In the records below, find every line that contains "metal" and list it.

======

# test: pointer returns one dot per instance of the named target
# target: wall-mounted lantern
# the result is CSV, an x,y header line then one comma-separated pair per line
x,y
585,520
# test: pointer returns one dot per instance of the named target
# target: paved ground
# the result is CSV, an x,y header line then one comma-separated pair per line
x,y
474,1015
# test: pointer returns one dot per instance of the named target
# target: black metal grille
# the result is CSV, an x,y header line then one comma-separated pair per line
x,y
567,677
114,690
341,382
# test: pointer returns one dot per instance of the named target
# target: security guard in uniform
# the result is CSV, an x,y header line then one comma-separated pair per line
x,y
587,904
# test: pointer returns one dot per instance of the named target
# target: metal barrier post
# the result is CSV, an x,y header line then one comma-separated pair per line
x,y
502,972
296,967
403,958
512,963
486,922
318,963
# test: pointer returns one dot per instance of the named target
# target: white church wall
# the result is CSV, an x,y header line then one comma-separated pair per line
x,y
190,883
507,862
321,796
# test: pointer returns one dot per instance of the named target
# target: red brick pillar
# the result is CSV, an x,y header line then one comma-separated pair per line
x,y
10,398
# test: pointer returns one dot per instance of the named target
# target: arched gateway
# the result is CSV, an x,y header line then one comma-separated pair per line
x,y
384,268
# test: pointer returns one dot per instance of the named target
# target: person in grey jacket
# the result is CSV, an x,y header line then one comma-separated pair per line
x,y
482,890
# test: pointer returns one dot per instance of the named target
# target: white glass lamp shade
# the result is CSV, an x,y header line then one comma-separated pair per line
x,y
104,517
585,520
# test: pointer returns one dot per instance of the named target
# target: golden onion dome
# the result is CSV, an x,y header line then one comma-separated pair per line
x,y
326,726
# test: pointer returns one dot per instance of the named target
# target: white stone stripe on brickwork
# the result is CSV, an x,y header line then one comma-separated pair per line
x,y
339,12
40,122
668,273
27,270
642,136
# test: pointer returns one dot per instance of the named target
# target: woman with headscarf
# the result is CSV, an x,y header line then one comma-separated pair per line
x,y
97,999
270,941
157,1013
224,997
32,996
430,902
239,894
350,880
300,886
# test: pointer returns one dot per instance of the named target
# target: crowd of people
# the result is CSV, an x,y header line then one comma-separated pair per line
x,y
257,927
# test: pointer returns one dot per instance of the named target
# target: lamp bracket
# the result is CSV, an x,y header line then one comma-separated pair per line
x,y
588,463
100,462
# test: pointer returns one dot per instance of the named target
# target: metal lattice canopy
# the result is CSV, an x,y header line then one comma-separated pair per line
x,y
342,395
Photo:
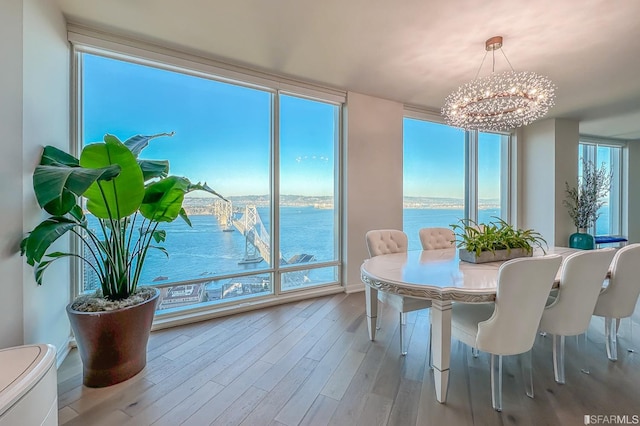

======

> [Answer below]:
# target: black metal grille
# target: metal barrier post
# target: metal lattice canopy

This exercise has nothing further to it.